[Data records]
╭──

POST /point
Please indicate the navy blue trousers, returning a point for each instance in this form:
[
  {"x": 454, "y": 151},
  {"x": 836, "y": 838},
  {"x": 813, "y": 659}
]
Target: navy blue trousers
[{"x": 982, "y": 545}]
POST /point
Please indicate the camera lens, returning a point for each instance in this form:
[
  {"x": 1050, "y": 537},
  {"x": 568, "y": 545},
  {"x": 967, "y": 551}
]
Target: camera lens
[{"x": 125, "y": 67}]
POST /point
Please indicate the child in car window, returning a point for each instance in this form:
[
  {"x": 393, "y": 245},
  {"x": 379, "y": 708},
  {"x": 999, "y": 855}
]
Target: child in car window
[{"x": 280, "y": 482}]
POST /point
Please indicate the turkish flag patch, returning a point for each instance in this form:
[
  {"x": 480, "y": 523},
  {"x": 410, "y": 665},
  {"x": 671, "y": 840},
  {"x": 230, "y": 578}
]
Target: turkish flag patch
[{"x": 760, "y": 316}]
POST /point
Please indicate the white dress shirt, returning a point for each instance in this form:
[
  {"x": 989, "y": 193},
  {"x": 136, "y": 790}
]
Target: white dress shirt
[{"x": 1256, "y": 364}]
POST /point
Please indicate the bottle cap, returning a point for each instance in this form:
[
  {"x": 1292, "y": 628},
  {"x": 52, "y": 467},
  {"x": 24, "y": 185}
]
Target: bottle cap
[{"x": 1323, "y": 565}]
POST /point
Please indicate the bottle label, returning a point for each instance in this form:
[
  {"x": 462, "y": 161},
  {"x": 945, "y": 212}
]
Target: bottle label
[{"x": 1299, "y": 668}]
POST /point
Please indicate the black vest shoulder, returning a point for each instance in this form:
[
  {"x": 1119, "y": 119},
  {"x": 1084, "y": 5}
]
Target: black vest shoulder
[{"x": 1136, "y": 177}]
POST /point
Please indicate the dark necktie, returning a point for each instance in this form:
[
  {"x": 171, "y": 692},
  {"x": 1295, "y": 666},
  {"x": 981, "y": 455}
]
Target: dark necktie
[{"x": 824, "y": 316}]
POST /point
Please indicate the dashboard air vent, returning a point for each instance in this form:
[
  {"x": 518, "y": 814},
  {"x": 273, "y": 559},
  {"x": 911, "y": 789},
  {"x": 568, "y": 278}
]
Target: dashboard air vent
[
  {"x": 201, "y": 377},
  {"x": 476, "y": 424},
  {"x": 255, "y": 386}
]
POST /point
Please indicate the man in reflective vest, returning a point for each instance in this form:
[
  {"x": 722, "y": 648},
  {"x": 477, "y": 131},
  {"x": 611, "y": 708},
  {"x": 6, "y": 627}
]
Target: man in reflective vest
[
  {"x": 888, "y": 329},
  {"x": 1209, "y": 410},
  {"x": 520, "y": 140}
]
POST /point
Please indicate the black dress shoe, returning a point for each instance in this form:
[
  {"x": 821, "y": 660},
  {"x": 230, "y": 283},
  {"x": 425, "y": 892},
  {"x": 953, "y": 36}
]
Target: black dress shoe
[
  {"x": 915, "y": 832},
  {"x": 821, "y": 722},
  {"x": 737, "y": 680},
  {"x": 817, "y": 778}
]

╰──

List each line of the records above that contains the word "child".

Please indicate the child in car window, returning a point for each instance in this form:
Target: child in car window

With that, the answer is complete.